ZIEL DER AUFGABE |
Schreibe die Daten vom Anfang bis einschließlich der Zeile mit „column 71, row 93“ als Markdown-Tabelle mit den Spalten „Nummer“ und „Zeile“ um und lass leere Zeilen weg. Bilder gehören nicht in die Antwort.

GESPEICHERTE DATEN |
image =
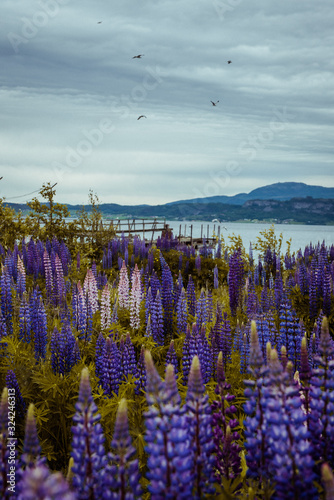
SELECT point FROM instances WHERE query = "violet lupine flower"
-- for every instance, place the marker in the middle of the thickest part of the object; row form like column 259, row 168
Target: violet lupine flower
column 40, row 484
column 167, row 298
column 141, row 373
column 38, row 325
column 111, row 368
column 171, row 358
column 123, row 287
column 4, row 449
column 215, row 277
column 191, row 297
column 88, row 453
column 170, row 458
column 227, row 450
column 327, row 478
column 321, row 398
column 135, row 298
column 48, row 276
column 122, row 470
column 256, row 444
column 199, row 419
column 157, row 326
column 99, row 354
column 6, row 299
column 12, row 383
column 90, row 291
column 21, row 278
column 182, row 313
column 201, row 315
column 25, row 332
column 291, row 463
column 31, row 455
column 235, row 280
column 105, row 308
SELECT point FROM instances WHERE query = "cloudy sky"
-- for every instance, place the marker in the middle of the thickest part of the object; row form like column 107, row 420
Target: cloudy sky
column 71, row 94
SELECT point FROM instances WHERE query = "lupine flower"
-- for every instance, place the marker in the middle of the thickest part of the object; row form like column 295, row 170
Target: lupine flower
column 170, row 459
column 90, row 291
column 111, row 374
column 227, row 450
column 191, row 297
column 123, row 287
column 200, row 427
column 141, row 373
column 182, row 313
column 105, row 308
column 122, row 472
column 135, row 298
column 328, row 481
column 88, row 471
column 171, row 358
column 40, row 484
column 321, row 398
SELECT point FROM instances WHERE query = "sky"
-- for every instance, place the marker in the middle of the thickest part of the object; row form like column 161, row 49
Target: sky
column 71, row 93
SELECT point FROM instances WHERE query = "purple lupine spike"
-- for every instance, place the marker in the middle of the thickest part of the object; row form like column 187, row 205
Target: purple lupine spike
column 182, row 313
column 31, row 455
column 225, row 437
column 25, row 332
column 215, row 277
column 141, row 373
column 321, row 404
column 199, row 418
column 123, row 287
column 6, row 299
column 99, row 354
column 235, row 280
column 88, row 451
column 327, row 478
column 167, row 298
column 48, row 276
column 5, row 442
column 291, row 462
column 105, row 308
column 59, row 288
column 111, row 368
column 191, row 297
column 90, row 291
column 170, row 460
column 13, row 386
column 256, row 443
column 39, row 483
column 201, row 314
column 135, row 298
column 21, row 278
column 171, row 358
column 157, row 326
column 122, row 471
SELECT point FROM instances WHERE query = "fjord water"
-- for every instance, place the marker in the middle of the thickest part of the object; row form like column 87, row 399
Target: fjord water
column 301, row 235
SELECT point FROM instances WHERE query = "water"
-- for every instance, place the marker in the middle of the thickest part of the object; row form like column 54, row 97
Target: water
column 301, row 235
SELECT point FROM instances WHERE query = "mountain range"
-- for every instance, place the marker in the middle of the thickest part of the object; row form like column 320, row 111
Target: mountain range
column 287, row 202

RICHTIGE ANTWORT |
| Nummer | Zeile |
|---|---|
| 1 | image = |
| 2 | SELECT point FROM instances WHERE query = "violet lupine flower" |
| 3 | -- for every instance, place the marker in the middle of the thickest part of the object; row form like column 259, row 168 |
| 4 | Target: violet lupine flower |
| 5 | column 40, row 484 |
| 6 | column 167, row 298 |
| 7 | column 141, row 373 |
| 8 | column 38, row 325 |
| 9 | column 111, row 368 |
| 10 | column 171, row 358 |
| 11 | column 123, row 287 |
| 12 | column 4, row 449 |
| 13 | column 215, row 277 |
| 14 | column 191, row 297 |
| 15 | column 88, row 453 |
| 16 | column 170, row 458 |
| 17 | column 227, row 450 |
| 18 | column 327, row 478 |
| 19 | column 321, row 398 |
| 20 | column 135, row 298 |
| 21 | column 48, row 276 |
| 22 | column 122, row 470 |
| 23 | column 256, row 444 |
| 24 | column 199, row 419 |
| 25 | column 157, row 326 |
| 26 | column 99, row 354 |
| 27 | column 6, row 299 |
| 28 | column 12, row 383 |
| 29 | column 90, row 291 |
| 30 | column 21, row 278 |
| 31 | column 182, row 313 |
| 32 | column 201, row 315 |
| 33 | column 25, row 332 |
| 34 | column 291, row 463 |
| 35 | column 31, row 455 |
| 36 | column 235, row 280 |
| 37 | column 105, row 308 |
| 38 | SELECT point FROM instances WHERE query = "cloudy sky" |
| 39 | -- for every instance, place the marker in the middle of the thickest part of the object; row form like column 107, row 420 |
| 40 | Target: cloudy sky |
| 41 | column 71, row 94 |
| 42 | SELECT point FROM instances WHERE query = "lupine flower" |
| 43 | -- for every instance, place the marker in the middle of the thickest part of the object; row form like column 295, row 170 |
| 44 | Target: lupine flower |
| 45 | column 170, row 459 |
| 46 | column 90, row 291 |
| 47 | column 111, row 374 |
| 48 | column 227, row 450 |
| 49 | column 191, row 297 |
| 50 | column 123, row 287 |
| 51 | column 200, row 427 |
| 52 | column 141, row 373 |
| 53 | column 182, row 313 |
| 54 | column 105, row 308 |
| 55 | column 122, row 472 |
| 56 | column 135, row 298 |
| 57 | column 328, row 481 |
| 58 | column 88, row 471 |
| 59 | column 171, row 358 |
| 60 | column 40, row 484 |
| 61 | column 321, row 398 |
| 62 | SELECT point FROM instances WHERE query = "sky" |
| 63 | -- for every instance, place the marker in the middle of the thickest part of the object; row form like column 161, row 49 |
| 64 | Target: sky |
| 65 | column 71, row 93 |